> _REQUIRED WORK_:
**a.** Echo the stretch from "Traditionally, the whereabouts" through "for their construction." in the passage on animal containment barriers.
**b.** Render this sentence from the passage on animal containment barriers into Spanish: "Like all physical barriers, avoidance-inducing physical barriers are non-selective."
**c.** Carry the passage on animal containment barriers forward from its final sentence.
[Start of EXTRACTED TEXT]
Traditionally, the whereabouts of animals have been controlled by erecting physical barriers such as walls or fences at the site of a boundary the animal is to be prevented from crossing. Such barriers must not only be high enough to prevent the animal from jumping over and dense enough to prevent the animal from passing through any gaps but also substantial enough to withstand attempts by the animal to breach the barrier by physical force. The latter requirement is a serious limitation in that in addition to requiring considerable time and labor to erect, substantial physical barriers are often impracticable due to shortage of materials suitable for their construction.
Those limitations have been overcome to some extent by the development of avoidance-inducing physical barriers, of which, barbed wire and high voltage charged fences are well-known examples. Rather than relying solely on physical strength to defeat attempted breaches, animals quickly learn that contact with such barriers is associated with an aversive stimulus such as being shocked or pricked by sharp barbs. They therefore avoid repeated or sustained attempts to breach them. Physical barriers of the avoidance-inducing type have permitted the fencing of large areas with the expenditure of only a fraction of the time, effort and materials requirements which had previously been necessary. However, avoidance-inducing physical barriers also suffer from some important limitations.
First, like all physical barriers, posts and wires or other above-ground structures are required to erect an avoidance-inducing physical barrier. In some applications, such as the confinement of household pets or guard dogs within a property line, these structures can be unsightly and are sometimes forbidden by deed restrictions or local regulations. Like all physical barriers, avoidance-inducing physical barriers are non-selective. A physical barrier sufficient to control the whereabouts of a particular animal also tends to impede the ingress and egress of persons or other animals except at locations where a gate may be provided. Moreover, the animal can traverse the barrier if the gate is inadvertently left open. Electrified or barbed wire fences intended for controlling the whereabouts of animals can also shock or injure persons, especially young children.
[End of EXTRACTED TEXT]
[Start of DATA EXCERPT]
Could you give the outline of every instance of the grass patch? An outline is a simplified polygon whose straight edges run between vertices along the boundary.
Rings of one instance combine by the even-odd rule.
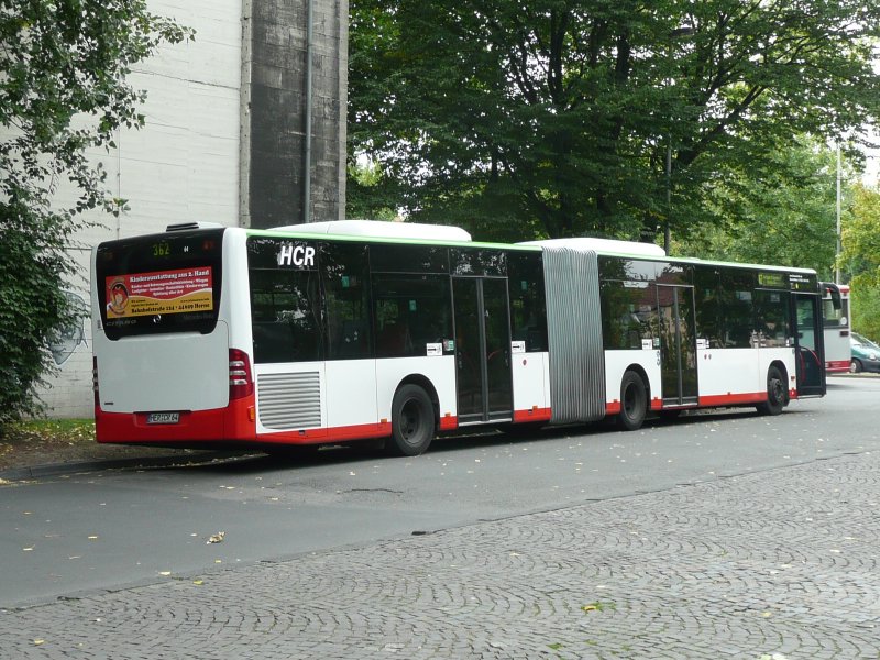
[End of DATA EXCERPT]
> _RESULTS OF THE EXERCISE_:
**a.**
Traditionally, the whereabouts of animals have been controlled by erecting physical barriers such as walls or fences at the site of a boundary the animal is to be prevented from crossing. Such barriers must not only be high enough to prevent the animal from jumping over and dense enough to prevent the animal from passing through any gaps but also substantial enough to withstand attempts by the animal to breach the barrier by physical force. The latter requirement is a serious limitation in that in addition to requiring considerable time and labor to erect, substantial physical barriers are often impracticable due to shortage of materials suitable for their construction.

**b.** Como todas las barreras físicas, las barreras físicas que inducen la evitación no son selectivas.

**c.**
Various electronic systems which do not require the erection of above-ground barrier structures and which are selective in their operation are also known. In these systems, selectivity is achieved by equipping only the animal (or animals) whose whereabouts are to be controlled with an electronic unit capable of sensing when the animal moves into predetermined proximity of a defined boundary and then delivering one or more aversive stimuli to deter the animal from traversing the boundary. Such stimuli commonly comprise an electric shock either alone or in combination with an advance audible tone. Until the advent of the present invention, prior art electronic systems for controlling the whereabouts of animals have generally been one of two basic types which may be referred to as the "wire loop" type and the "remote broadcast" type, respectively.
Various wire loop systems for controlling the whereabouts of animals are exemplified by U.S. Pat. No. 3,753,421 to Peck; U.S. Pat. No. 4,136,338 to Antenore; U.S. Pat. No. 4,733,633 to Yarnall, Sr. et al.; U.S. Pat. No. 4,745,882 to Yarnall, Sr. et al.; U.S. Pat. No. 4,766,847 to Venczel et and U.S. Pat. No. 4,967,695 to Giunta. In such systems, one or more continuous wire loops are routed along an arbitrary path to define a boundary. In some cases the wires are run above ground, in others they are buried. A low level electrical current signal is passed through the loop using a controller connected directly to the loop. The controller itself is typically mounted at an indoor location for protection from the elements as well as for access to an A.C. line from which it derives power. This location can be some distance from the desired boundary. In that case, the wire loop is typically twisted over that portion of its run lying between the controller and the closest point on the boundary.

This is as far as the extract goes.